Object position labeling entries
((
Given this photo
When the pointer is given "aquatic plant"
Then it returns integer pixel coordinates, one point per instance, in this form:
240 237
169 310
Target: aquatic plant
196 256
))
# [TASK STATEMENT]
Print every one of the items above word for word, changing nothing.

# [SOLUTION TO THIS EXERCISE]
Given this photo
When the pointer is given "aquatic plant"
Then it returns integer pixel coordinates, one point per instance, in this form:
240 237
169 310
Target: aquatic plant
196 256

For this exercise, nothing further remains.